[Records held in a dataset]
'''

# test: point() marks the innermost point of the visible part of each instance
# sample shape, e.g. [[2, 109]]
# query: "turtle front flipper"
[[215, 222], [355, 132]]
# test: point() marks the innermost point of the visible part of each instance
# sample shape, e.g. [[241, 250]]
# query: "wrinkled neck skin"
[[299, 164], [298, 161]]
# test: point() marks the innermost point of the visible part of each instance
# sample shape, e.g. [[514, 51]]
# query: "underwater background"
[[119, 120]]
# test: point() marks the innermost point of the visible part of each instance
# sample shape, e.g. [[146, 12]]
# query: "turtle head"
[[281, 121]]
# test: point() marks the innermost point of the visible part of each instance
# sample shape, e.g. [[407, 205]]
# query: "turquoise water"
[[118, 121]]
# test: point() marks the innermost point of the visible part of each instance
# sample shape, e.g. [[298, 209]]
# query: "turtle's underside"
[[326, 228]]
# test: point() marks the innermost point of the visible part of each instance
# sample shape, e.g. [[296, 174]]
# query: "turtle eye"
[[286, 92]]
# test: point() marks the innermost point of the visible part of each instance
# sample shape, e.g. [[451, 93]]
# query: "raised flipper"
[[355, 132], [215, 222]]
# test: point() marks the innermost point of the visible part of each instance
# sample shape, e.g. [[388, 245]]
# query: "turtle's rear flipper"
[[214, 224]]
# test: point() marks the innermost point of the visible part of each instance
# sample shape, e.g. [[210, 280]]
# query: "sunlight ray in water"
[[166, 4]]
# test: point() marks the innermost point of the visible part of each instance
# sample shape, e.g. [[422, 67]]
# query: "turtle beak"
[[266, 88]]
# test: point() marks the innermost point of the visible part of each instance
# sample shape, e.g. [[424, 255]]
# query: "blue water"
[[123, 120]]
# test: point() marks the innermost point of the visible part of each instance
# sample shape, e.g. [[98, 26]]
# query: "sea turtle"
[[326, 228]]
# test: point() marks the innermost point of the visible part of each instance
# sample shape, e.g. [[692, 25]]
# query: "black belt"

'''

Filter the data above down to every line that contains the word "turtle", and treat uppercase and lowercase as different.

§ **Written reply**
# query: "turtle front flipper"
# query: "turtle head"
# query: "turtle's underside"
# query: "turtle eye"
# query: "turtle's rear flipper"
# query: "turtle beak"
# query: "sea turtle"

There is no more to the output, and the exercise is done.